Extract data from unstructured data using AI Service with Camel, Langchain4j and JBang

Thirumurthi SThirumurthi S
5 min read

Extract data from unstructured data using AI service with Camel, Langchain4j and JBang

In this blog we use AI service to extract data from the unstructured data provided. This is inspired from the Camel blog - Extraction from unstructured data with Apache Camel and Langchan4j.

Pre-requisites

To understand and execute the code below would be required

  • Docker desktop to run the ollama-codellama image
  • Jbang CLI - For installation refer Jbang installation documentation
  • Basic understanding of Camel and usage of Langchain4j

Summary

In this blog we use CURL to send the JSON payload with POST endpoint the data will be routed by camel to running AI service and based on the user message configured in Langchain4j inerface the data would be extracted and a custom POJO object would be created as defined.

The unstructured input data in this case would be transcript between a customer and representative. The data includes Name of the customer, Date of Birth and conversation, AI service will infer the data based on the configured usermessage and summarize the unstructured data.

Run Ollama codellama service

To run the docker service use below command. Make sure to run the service before executing below Java code with JBang.

docker run -p 11434:11434 langchain4j/ollama-codellama:latest

Note, make sure to get a response using below command once the docker service is up

curl -X POST http://localhost:11434/api/generate \
-d '{ 
  "model": "codellama", 
  "prompt": "Write me a function that outputs the fibonacci sequence"
}'

Code

  • Jbang is used here since it doesn't require the usual java project structure and we can execute java code as script.

—————

> **Your task**: Please carry on the Camel and Langchain4j blog post above, starting right after its last sentence.

—————

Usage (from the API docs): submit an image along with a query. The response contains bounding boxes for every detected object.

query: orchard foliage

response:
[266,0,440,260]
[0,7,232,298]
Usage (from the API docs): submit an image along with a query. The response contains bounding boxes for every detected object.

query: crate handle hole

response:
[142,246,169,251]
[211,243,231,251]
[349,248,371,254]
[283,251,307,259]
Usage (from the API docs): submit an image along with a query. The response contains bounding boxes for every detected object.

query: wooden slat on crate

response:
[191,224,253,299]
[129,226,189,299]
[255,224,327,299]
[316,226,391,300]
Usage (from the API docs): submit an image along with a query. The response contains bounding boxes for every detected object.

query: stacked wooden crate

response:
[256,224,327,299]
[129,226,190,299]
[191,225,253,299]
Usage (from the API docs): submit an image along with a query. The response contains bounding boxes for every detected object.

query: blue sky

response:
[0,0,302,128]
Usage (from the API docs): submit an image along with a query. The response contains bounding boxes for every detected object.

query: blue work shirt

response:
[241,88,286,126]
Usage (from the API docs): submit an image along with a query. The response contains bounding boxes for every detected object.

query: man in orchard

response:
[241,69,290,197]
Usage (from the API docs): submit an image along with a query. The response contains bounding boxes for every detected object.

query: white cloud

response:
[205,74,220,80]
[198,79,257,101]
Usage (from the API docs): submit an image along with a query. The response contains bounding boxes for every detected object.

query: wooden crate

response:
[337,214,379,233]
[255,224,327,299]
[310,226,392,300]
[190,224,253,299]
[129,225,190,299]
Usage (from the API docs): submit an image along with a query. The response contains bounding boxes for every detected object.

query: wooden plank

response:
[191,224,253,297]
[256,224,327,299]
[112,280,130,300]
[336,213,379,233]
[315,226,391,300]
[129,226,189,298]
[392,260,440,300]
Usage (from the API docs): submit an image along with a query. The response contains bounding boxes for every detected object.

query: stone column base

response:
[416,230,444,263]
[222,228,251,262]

—————

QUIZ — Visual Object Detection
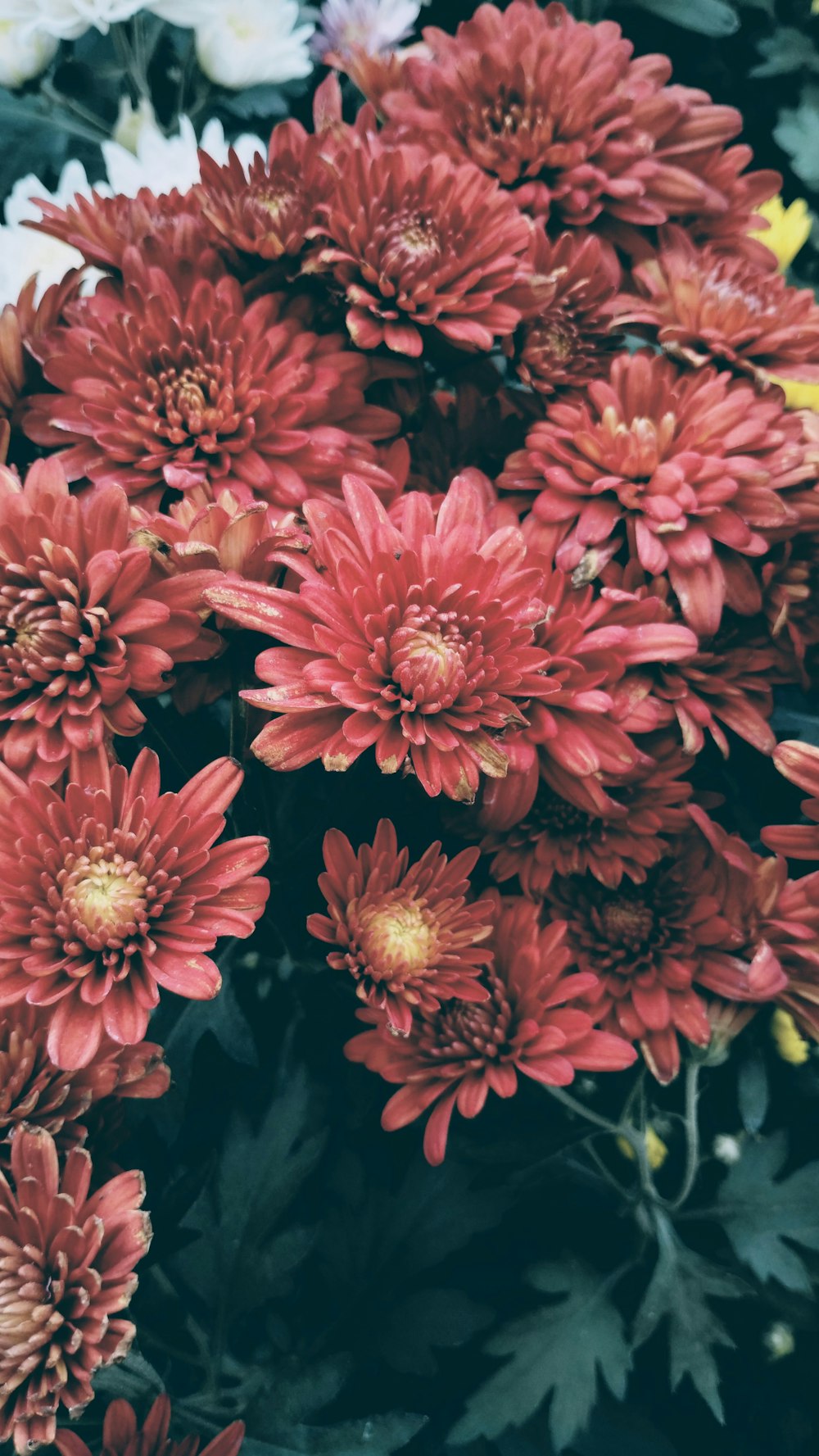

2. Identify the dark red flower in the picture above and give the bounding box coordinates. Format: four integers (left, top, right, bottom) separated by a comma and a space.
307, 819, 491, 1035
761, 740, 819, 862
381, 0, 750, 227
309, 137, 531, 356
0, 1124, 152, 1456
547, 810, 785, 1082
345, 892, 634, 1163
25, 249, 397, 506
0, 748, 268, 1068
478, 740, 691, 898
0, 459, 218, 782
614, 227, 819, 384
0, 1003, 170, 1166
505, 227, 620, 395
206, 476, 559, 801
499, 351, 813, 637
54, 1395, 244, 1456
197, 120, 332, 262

—————

> **Result**:
  • The code below uses Camel routes, the data is sent to the Camel rest route which exposes an POST endpoint using the Camel Jetty server component. The data in the camel exchange is routed to AI service endpoint and the response is printed and sent as response.

  • The CustomPojoExtractor interface defined includes the @UserMessage annotation is configured with set of message. AI service uses this message and passed data to extract the necessary details. The response from the AI service is set to CustomPojo object.

  • The extractorService() method in the RestAiRouteConfig class uses the AiServices of Langchain4j to create the bean used in the camel route. The AiService uses the ChatLanguageModel and CustomPojoExtractor interface object to create a bean called extractionService which is registered to the Camel context. This registered bean is used in the routes which will invoke the extractFromText() method of the interface when data is received.

    • The OllamaChatModel builder is used to create the ChatLanguageModel which uses the URL of the AI docker service and model name. Refer the Langchain4j documentation for more understanding.
  • The CustomPojo is a simple Java record and the toString() is overridden in here to return the object as JSON string.

///usr/bin/env jbang "$0" "$0" : exit $?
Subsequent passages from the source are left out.